Tekstgedeelte:

____

Instelling Commissie Evaluatie Militair Straf- en Tuchtrecht

Geraadpleegd op 19-03-2024.
Geldend van 01-06-1992 t/m heden

Instelling Commissie Evaluatie Militair Straf- en Tuchtrecht

De Minister van Justitie en de Staatssecretaris van Defensie.

Gelet op de Rijkswet van 14 juni 1990. Stb. 1990, 368 tot wijziging van het Wetboek van Militair Strafrecht in verband met de herziening van het militair tuchtrecht en ter afschaffing van de doodstraf, de Rijkswet van 14 juni 1990, Stb. 1990, 367 tot herziening van het militair tuchtrecht (Wet militair tuchtrecht) en de Rijkswet van 14 juni 1990, Stb. 1990, 370 houdende nieuwe regels inzake de militaire strafrechtspraak (Wet militaire strafrechtspraak), alle in werking getreden op 1 januari 1991, waarin het militair straf-, strafproces- en tuchtrecht op ingrijpende wijze is herzien:

Overwegende dat tijdens de behandeling in de Eerste Kamer der Staten-Generaal van de aan bovengenoemde wetten ten grondslag liggende wetsontwerpen 16 813 (R1165) en 17 804 (R1228) betreffende de herziening van het militair straf-, strafproces- en tuchtrecht het voornemen door de bewindslieden is uitgesproken de nieuwe wetgeving te laten evalueren en dat het met het oog daarop wenselijk is een commissie in het leven te roepen;

Besluiten:

Artikel 2

De commissie is als volgt samengesteld:

Voorzitter:
  • -

    Prof. Mr. J. de Ruiter, oud-Minister van Justitie en van Defensie:

Leden:
  • -

    Mevrouw Mr. W. Sorgdrager, procureur-generaal bij het gerechtshof te Arnhem;

  • -

    Mr. L. R. van der Weij, president van de arrondissementsrechtbank te Arnhem;

  • -

    G. L. J. Huyser, Generaal b.d. voormalig Chef Defensiestaf;

  • -

    J. F. G. A. M. Maas, Luitenant-generaal. Inspecteur Generaal der Krijgsmacht;

  • -

    Mr. S. W. P. C. Braunius, Kapitein ter Zee van administratie b.d. voormalig Hoofd Militair Juridische zaken bij de Marinestaf;

  • -

    Prof. mr. Th. de Roos, Hoogleraar Straf- en Strafprocesrecht aan de Rijksuniversiteit Limburg. Advocaat en Procureur te Amsterdam;

Adviserende leden:
  • -

    Dr. S. B. Ybema, Directeur Juridische Zaken. Ministerie van Defensie;

  • -

    Dr. D. W. Steenhuis, Hoofd Centrale Directie Wetenschapsbeleid en Ontwikkeling, Ministerie van Justitie.

____

[Brongegevens]
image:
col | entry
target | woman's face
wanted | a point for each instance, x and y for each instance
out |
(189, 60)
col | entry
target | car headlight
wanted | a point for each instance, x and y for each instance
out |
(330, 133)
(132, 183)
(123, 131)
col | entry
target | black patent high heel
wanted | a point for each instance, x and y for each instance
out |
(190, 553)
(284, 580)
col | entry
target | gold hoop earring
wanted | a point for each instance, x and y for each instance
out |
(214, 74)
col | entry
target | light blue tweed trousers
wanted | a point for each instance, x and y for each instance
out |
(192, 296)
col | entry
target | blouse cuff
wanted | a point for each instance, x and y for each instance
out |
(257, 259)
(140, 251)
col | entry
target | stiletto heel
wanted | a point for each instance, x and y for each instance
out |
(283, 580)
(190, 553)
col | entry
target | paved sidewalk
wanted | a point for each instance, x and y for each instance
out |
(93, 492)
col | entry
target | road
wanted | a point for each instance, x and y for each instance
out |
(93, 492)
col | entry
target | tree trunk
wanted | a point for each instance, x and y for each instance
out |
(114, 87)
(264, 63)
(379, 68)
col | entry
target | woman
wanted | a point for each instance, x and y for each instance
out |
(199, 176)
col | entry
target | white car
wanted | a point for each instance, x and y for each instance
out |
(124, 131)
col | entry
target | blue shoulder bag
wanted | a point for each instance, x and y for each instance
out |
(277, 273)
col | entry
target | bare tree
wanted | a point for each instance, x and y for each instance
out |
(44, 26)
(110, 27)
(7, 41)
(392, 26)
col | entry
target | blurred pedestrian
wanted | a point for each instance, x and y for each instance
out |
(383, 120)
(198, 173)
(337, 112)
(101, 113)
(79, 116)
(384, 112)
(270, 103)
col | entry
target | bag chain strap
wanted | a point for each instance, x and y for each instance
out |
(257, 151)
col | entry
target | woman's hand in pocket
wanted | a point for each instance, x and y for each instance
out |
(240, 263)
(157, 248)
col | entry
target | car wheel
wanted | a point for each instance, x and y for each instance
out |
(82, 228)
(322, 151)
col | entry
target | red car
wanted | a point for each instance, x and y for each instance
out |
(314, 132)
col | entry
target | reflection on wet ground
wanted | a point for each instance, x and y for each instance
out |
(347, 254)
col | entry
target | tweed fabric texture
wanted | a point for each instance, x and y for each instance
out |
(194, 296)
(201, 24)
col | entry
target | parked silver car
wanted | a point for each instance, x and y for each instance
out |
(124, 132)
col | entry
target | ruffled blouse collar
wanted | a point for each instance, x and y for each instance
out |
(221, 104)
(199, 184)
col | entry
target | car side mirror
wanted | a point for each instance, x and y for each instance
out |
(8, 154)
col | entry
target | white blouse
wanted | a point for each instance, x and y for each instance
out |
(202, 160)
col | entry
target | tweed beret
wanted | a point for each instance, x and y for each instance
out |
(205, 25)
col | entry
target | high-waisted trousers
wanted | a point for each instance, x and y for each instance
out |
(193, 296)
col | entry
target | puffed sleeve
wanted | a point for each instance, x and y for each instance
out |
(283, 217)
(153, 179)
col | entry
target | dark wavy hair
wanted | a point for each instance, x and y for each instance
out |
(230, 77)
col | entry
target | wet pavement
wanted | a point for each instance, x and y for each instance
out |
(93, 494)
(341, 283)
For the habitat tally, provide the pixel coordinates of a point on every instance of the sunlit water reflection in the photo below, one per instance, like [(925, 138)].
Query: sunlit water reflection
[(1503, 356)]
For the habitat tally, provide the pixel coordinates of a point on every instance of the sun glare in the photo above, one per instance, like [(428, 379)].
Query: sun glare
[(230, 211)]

____

Opdracht: Schrijf uit de instellingsregeling het stuk over dat begint bij de woorden met "Geldend van 01-06-1992" en eindigt met "Staatssecretaris van Defensie.". Vervang daarin "Staatssecretaris van Defensie" door "Minister van Defensie". De gegevens hebben niets met de instellingsregeling te maken.

Uitgeschreven antwoord:
Geldend van 01-06-1992 t/m heden

Instelling Commissie Evaluatie Militair Straf- en Tuchtrecht

De Minister van Justitie en de Minister van Defensie.